# Written instruction
Starting at the line that contains "of the sidewalk.", restate each line word for word through the final line of the data, keeping both ends.

# Source records

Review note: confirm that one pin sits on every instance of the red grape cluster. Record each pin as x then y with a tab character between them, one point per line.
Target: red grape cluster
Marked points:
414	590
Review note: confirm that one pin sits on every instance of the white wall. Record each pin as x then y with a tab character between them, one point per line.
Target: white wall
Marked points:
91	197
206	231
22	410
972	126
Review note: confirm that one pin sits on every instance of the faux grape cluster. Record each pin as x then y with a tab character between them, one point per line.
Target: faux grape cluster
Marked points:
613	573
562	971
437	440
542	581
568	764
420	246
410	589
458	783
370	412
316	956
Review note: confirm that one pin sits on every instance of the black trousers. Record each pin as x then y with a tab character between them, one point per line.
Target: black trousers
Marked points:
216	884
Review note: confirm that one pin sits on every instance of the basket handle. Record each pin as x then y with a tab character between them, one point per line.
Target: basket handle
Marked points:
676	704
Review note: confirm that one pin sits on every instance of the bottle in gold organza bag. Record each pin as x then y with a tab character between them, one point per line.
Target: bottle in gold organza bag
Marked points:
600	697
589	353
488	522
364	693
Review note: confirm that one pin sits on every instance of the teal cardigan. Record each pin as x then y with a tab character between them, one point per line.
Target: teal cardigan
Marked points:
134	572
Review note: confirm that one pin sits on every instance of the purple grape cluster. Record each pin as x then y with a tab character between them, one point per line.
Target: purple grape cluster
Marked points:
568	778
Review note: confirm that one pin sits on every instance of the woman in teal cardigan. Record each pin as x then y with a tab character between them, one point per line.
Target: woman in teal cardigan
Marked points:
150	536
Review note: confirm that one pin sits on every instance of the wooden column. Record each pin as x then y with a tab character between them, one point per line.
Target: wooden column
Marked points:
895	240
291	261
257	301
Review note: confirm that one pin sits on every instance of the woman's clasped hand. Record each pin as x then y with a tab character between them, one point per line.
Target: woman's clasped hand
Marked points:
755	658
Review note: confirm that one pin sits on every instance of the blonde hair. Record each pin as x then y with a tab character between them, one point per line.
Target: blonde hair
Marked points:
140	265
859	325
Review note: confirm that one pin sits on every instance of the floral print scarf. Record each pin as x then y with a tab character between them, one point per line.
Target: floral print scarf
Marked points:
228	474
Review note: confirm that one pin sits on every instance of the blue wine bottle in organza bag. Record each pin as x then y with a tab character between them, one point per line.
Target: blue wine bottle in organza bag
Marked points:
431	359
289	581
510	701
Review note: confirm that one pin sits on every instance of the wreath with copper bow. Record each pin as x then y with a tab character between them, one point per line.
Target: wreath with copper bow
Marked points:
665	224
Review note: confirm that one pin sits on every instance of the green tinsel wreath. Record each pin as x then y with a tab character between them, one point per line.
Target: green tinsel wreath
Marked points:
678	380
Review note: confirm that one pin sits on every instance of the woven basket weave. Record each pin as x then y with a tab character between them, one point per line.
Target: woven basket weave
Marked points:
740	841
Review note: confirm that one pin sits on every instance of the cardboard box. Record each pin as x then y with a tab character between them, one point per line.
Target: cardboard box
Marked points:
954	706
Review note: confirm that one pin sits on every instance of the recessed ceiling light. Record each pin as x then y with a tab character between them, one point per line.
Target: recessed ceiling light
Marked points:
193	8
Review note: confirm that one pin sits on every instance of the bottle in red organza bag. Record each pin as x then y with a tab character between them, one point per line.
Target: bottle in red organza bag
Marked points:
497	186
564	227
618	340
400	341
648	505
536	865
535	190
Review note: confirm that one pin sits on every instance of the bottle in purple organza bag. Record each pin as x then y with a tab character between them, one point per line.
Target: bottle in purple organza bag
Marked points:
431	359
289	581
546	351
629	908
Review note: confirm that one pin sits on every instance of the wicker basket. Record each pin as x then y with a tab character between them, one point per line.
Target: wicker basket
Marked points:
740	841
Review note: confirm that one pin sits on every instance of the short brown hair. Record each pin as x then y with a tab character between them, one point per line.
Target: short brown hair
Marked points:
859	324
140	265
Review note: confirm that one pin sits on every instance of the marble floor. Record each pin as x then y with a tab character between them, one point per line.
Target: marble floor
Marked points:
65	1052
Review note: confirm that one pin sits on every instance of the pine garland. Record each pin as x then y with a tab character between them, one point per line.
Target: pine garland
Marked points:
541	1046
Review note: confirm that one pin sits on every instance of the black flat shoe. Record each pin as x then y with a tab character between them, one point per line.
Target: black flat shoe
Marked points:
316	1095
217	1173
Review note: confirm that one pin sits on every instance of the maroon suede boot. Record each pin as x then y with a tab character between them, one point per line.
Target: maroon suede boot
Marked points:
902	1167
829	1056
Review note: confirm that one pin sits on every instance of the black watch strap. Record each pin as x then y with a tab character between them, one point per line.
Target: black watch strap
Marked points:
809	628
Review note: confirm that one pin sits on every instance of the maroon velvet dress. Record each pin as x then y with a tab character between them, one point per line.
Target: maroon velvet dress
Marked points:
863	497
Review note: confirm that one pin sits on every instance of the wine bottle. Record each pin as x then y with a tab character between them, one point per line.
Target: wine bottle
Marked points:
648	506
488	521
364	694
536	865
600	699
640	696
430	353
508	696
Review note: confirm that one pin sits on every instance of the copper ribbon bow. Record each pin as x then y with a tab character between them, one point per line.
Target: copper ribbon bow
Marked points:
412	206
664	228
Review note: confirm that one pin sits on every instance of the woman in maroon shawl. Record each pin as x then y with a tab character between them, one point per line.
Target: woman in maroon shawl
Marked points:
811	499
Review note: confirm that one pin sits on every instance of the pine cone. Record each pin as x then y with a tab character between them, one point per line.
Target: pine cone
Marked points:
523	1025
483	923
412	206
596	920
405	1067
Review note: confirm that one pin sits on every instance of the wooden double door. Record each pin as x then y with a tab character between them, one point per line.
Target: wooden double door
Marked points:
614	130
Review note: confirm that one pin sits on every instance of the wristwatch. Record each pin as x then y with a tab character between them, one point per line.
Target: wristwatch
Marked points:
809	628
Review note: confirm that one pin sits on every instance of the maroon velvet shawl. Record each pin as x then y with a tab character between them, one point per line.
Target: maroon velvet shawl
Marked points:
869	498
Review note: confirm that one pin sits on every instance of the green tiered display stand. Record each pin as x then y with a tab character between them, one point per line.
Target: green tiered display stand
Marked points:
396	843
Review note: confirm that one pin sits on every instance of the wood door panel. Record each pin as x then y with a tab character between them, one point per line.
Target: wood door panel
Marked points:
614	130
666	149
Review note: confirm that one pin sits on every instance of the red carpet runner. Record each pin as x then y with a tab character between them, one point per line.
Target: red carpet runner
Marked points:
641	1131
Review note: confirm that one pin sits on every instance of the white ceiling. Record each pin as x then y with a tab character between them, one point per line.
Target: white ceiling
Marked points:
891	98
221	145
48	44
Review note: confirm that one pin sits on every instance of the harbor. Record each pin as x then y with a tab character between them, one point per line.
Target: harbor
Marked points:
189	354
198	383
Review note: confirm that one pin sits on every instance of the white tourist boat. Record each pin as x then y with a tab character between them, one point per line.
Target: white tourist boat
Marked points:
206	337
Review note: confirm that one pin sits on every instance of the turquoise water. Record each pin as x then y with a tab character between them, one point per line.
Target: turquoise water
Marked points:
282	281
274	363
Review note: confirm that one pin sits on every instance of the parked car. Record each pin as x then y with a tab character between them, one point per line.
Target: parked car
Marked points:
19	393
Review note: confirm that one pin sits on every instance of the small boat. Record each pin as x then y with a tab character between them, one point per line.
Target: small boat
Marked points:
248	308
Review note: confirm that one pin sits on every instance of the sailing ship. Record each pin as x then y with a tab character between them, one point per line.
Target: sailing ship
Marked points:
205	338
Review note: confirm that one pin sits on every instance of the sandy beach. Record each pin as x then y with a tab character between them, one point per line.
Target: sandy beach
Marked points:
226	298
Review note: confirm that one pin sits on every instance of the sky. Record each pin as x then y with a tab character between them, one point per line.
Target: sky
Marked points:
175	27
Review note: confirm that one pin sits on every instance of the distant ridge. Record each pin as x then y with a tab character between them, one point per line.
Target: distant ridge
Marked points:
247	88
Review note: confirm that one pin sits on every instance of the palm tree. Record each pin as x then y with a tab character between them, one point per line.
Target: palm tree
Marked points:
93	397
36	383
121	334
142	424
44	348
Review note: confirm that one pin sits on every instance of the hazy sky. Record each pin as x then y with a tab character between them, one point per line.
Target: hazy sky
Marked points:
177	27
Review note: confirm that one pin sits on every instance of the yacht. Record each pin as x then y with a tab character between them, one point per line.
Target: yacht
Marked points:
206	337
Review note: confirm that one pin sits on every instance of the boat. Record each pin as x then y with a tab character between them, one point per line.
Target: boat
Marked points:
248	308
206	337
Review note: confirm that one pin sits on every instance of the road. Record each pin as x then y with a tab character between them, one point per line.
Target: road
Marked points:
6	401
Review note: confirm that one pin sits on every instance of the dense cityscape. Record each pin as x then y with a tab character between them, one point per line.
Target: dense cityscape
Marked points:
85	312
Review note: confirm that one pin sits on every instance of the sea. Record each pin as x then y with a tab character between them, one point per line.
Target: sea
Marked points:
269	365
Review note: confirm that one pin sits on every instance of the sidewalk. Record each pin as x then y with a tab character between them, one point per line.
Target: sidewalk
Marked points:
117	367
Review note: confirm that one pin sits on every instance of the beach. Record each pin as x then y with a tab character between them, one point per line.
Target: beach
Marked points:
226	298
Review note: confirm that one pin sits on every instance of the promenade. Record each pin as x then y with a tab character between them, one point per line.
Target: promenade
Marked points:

# Correct answer
Review note: confirm that one pin sits on every instance of the sidewalk. Record each pin as x then y with a tab character between them, one point per line.
Target: sidewalk
Marked points:
117	367
Review note: confirm that one pin sits on every instance of the beach. Record each pin as x then y with a tab character between them, one point per line.
Target: beach
Marked points:
226	298
Review note: confirm that one pin sits on every instance of the promenade. Record each pin as x then y with a tab character between them, one point per line.
Target: promenade
Marked points:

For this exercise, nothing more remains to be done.